Do this | Without the pictures, write out all the lines below exactly as they appear.

BEGIN Exercise data

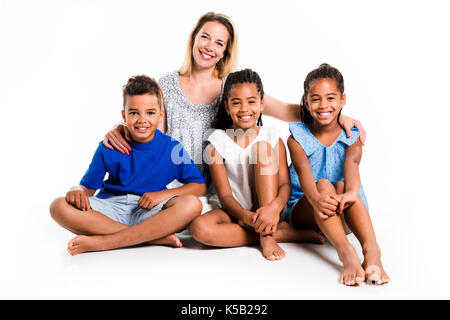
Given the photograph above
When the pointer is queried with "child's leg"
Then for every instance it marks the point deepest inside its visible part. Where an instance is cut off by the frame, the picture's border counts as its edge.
(333, 229)
(176, 215)
(215, 228)
(93, 223)
(82, 222)
(266, 189)
(358, 219)
(265, 186)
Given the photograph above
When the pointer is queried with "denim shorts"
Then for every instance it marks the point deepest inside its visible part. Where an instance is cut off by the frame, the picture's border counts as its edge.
(124, 208)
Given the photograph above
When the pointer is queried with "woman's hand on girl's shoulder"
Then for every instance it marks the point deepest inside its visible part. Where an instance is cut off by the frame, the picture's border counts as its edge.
(348, 123)
(115, 138)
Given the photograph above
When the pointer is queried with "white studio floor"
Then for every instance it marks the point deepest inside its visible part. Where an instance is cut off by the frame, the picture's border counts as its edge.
(42, 269)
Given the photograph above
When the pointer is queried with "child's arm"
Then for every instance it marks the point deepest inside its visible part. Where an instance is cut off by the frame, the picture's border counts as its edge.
(268, 216)
(290, 112)
(351, 176)
(150, 199)
(223, 188)
(79, 197)
(324, 205)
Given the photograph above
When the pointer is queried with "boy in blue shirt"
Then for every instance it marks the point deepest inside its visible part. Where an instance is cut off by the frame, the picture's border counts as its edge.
(133, 205)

END Exercise data

Correct response |
Given the photograph above
When the pointer is queried with "child's leg"
Then for every instance it marks the point deepest inside its visible part. Where an instance is cut off by the frame, the picture's border counts as its edge.
(333, 229)
(176, 215)
(215, 228)
(93, 223)
(82, 222)
(266, 189)
(358, 219)
(265, 186)
Given the photograph above
When the pointer is queried with "denim shorts"
Then for every instance it marks the point deepest inside its visible part. Where an instance is cut off by the frame, the picture's border counts as its edge.
(124, 208)
Given the photograph above
When the pointer is queried with "woman's hand on girl's shoulder"
Then for every instance it marks the point deepest inside its visible part. Where an instance is cut off by the frame, the picture's border counts as its edge.
(348, 123)
(115, 138)
Given the photograph above
When the pointer is queried with "white studio floor"
Then for every instance it marks the point deepest inside its visible part. Where an instance is cut off by the frame, the picture's border counts as its edge.
(42, 269)
Given the photograph above
When the pointer is queried with "child's arm"
Then for every instance it marks the point deepest inside its visible part. Where an instance is cut off by the frame, the picture's border counts as its edge.
(268, 216)
(290, 112)
(351, 176)
(150, 199)
(223, 188)
(79, 197)
(324, 205)
Given the photograph above
When the pointer is queried with "boy in blue shirt"
Then for every instance it marks the point deepest inside its visible part. Where an instance is cut off by the frame, the picture's border counts as its edge.
(133, 205)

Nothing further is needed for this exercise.